═══ Information supplied
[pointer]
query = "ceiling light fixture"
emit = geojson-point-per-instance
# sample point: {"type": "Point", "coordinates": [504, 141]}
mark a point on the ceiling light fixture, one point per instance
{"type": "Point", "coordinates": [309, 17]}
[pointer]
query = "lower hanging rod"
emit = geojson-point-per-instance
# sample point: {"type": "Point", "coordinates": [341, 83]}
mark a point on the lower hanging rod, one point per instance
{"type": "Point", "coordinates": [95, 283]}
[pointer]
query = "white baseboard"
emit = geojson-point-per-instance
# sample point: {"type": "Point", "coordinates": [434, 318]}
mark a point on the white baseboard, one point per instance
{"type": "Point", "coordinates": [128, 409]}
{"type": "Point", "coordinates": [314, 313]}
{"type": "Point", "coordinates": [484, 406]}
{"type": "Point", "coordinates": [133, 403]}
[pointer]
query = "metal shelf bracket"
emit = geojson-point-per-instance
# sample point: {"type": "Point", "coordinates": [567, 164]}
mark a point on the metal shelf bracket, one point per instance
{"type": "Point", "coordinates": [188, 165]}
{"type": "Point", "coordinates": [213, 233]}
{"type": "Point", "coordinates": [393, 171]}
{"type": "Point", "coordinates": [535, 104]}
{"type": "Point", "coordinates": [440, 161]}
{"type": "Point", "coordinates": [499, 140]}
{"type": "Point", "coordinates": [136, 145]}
══════
__Given instruction__. Put each line of the items above into a JSON list of strings, one string per line, leaving out any blank lines.

__Full solution__.
[
  "[pointer]",
  "query = \"ceiling light fixture\"",
  "emit = geojson-point-per-instance",
  "# sample point: {\"type\": \"Point\", \"coordinates\": [504, 141]}",
  "mark a point on the ceiling light fixture, one point per instance",
  "{\"type\": \"Point\", \"coordinates\": [309, 17]}",
  "[pointer]",
  "query = \"lower hanging rod\"",
  "emit = geojson-point-per-instance",
  "# sample point: {\"type\": \"Point\", \"coordinates\": [341, 83]}",
  "mark a point on the lower hanging rod, one point per instance",
  "{\"type\": \"Point\", \"coordinates\": [95, 283]}",
  "[pointer]",
  "query = \"white baseboard\"",
  "emit = geojson-point-per-instance",
  "# sample point: {\"type\": \"Point\", \"coordinates\": [434, 318]}",
  "mark a point on the white baseboard, one point per instance",
  "{\"type\": \"Point\", \"coordinates\": [128, 409]}",
  "{\"type\": \"Point\", \"coordinates\": [314, 313]}",
  "{\"type\": \"Point\", \"coordinates\": [484, 406]}",
  "{\"type\": \"Point\", \"coordinates\": [133, 403]}",
  "[pointer]",
  "query = \"metal shelf bracket\"",
  "emit = geojson-point-per-instance",
  "# sample point: {\"type\": \"Point\", \"coordinates\": [567, 164]}",
  "mark a point on the metal shelf bracket, one point per instance",
  "{\"type\": \"Point\", \"coordinates\": [188, 165]}",
  "{\"type\": \"Point\", \"coordinates\": [213, 233]}",
  "{\"type\": \"Point\", \"coordinates\": [393, 171]}",
  "{\"type\": \"Point\", \"coordinates\": [535, 104]}",
  "{\"type\": \"Point\", \"coordinates\": [440, 161]}",
  "{\"type\": \"Point\", \"coordinates\": [499, 140]}",
  "{\"type\": \"Point\", \"coordinates\": [136, 145]}"
]